## DOCUMENT TEXT
The Impact of Different Fermentation Parameters on Wort Souring with Lactobacillus

The following series of posts is the online equivalent of the thesis I completed while studying for an MSc in Brewing and Distilling at Heriot-Watt University in Edinburgh.

Project background

Having dabbled in sour brewing using lactic acid bacteria a number of times with varying degrees of success, my intention with this research was to answer some of the many questions I had about the process. I’m not entirely sure how successful I was, but I wanted to make my findings available anyway. Especially considering how much I’ve learnt from others in the brewing community that have been generous enough to share their knowledge.

I’d like to add that working independently on this project renewed my appreciation for just how hard scientific research can be, both practically and intellectually. I came away with far more questions than I think I answered and found myself curiously humbled at having barely scratched the surface of the subject. Despite being limited to just 5 weeks of hands-on lab time, I’d sum the experience up as incredibly challenging, frequently frustrating and far more stressful than it should have been. The volitions of living organisms being largely responsible. Ultimately though, I’m glad I was able to delve a bit deeper into a topic I find fascinating and with hindsight (and perhaps the relief of passing), I’d consider it a definite highlight of my time spent studying.

I’ve made a few alterations from my original write-up, the reasons for which are covered below. I also tried to keep things concise where possible, so it shouldn’t be an overly long read. Hope you enjoy it and may all your sours be sour.

Changes to my original thesis

You might be wondering why I haven’t just uploaded a pdf of my original thesis and called it a day. Well, that’s because I wanted to make a few adjustments. To understand my rationale it’s worth emphasising that this was initally an assessed piece of work and as such I had to meet certain mandatory criteria to pass.

## PROBLEM SET
[a] In the post on wort souring with Lactobacillus, why does the author choose to share the findings despite doubts about how successful the research was?
[b] Continue the post on wort souring with Lactobacillus from its last sentence.

## RAW DATA
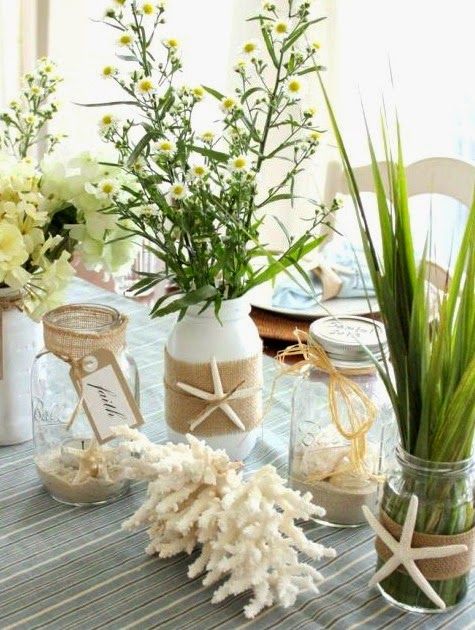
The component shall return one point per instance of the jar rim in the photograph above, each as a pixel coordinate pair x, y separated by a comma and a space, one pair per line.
62, 318
428, 466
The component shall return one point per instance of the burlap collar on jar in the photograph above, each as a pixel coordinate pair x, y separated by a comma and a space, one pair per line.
72, 332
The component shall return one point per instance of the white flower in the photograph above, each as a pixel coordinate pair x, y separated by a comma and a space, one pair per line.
165, 147
145, 85
172, 43
239, 164
107, 188
198, 170
250, 48
108, 121
294, 88
126, 39
178, 191
198, 92
268, 6
281, 29
208, 136
228, 104
108, 71
147, 8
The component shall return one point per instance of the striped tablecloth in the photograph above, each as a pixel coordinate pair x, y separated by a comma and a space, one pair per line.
66, 567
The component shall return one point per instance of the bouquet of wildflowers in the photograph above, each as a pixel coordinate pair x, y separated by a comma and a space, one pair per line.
198, 202
40, 204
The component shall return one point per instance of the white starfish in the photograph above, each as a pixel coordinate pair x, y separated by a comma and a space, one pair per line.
404, 554
218, 399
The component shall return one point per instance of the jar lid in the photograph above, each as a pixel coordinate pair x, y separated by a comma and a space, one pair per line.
345, 338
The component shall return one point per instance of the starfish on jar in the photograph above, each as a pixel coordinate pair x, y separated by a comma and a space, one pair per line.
218, 399
405, 555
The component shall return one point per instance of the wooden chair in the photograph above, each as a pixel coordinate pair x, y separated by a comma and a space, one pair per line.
446, 176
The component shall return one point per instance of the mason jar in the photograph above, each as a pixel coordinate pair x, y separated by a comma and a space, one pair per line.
343, 431
74, 467
445, 516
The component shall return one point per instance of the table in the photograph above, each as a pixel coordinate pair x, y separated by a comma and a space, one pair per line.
73, 568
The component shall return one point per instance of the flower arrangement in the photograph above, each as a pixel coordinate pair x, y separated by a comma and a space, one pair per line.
199, 203
431, 382
45, 210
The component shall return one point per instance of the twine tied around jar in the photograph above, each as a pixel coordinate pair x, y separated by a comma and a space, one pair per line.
8, 303
361, 411
75, 331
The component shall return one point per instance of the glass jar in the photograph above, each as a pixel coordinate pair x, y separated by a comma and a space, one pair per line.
343, 430
74, 468
446, 507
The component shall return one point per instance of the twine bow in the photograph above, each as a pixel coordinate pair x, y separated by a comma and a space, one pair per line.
360, 410
7, 303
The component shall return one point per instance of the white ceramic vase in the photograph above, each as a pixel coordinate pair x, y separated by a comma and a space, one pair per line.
200, 337
22, 340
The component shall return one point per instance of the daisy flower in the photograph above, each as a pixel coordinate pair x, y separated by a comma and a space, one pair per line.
294, 88
108, 71
108, 121
281, 29
126, 39
207, 136
145, 85
107, 188
166, 147
239, 164
228, 104
171, 43
199, 170
147, 8
198, 92
250, 48
178, 191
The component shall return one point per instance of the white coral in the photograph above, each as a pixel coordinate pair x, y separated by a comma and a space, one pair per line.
246, 528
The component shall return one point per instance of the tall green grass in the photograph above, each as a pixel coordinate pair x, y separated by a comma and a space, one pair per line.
432, 358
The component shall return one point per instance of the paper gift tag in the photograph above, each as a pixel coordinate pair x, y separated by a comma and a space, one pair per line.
107, 399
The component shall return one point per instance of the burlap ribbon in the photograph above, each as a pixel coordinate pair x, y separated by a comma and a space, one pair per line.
183, 408
361, 412
7, 303
433, 568
74, 331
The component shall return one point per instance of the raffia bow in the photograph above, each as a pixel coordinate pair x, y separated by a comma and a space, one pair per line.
361, 411
7, 303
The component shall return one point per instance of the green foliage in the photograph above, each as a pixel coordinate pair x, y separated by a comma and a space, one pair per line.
197, 203
432, 353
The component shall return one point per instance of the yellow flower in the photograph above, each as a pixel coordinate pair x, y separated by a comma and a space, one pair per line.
107, 122
12, 249
198, 92
147, 8
166, 147
207, 136
281, 29
294, 88
228, 104
108, 71
145, 85
126, 39
178, 191
171, 43
239, 164
250, 48
199, 170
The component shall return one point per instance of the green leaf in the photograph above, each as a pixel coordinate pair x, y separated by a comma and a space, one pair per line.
139, 148
198, 296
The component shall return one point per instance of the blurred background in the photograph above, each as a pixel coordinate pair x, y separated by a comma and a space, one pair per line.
416, 56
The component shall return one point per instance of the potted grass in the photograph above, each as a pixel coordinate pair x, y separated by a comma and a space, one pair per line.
430, 378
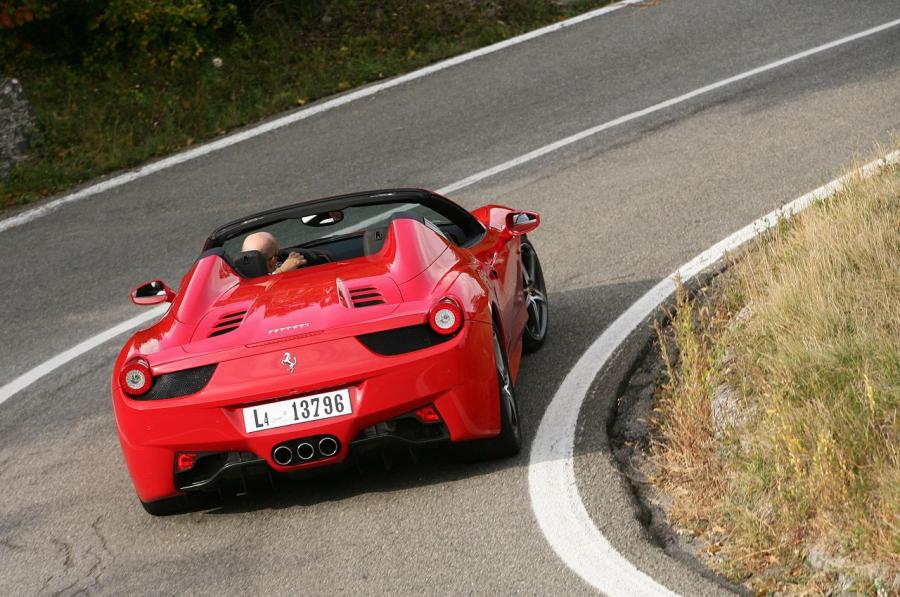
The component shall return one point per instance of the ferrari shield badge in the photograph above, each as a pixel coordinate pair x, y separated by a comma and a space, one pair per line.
289, 361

## SOLVED TASKS
[a] The author wants to make the findings available because they have learned a great deal from others in the brewing community who generously shared their knowledge.

[b]
  • I feel the most significant of these was the requirement to employ the writing and formatting style of a scientific journal. Great if you’re familiar with the subject and experimental/analytical techniques otherwise it can come across as quite esoteric. Considering how straightforward my study was, I wanted to try and make it a tad more accessible as well as more useful from a practical standpoint.
  • The other issue was that faced with a mandatory word count I was guilty of adding some padding to get over the line, so to speak. In this account I’ve removed the parts I deemed to be unnecessary filler while also correcting a few mistakes I spotted along the way.
  • Another reason for favouring the web version is that during my project I amassed a huge amount of relevant research, that for one reason or another never made it into my thesis. This wasn’t necessarily a bad thing but my hope is now to treat it as a more dynamic piece of work, that I can update or revise if I feel it will benefit the reader.

With that said, the results are of course the same and I’m more than happy to share my original write-up if anyone wants to read it, just get in touch. I do, however, consider this collection of posts to be the superior version.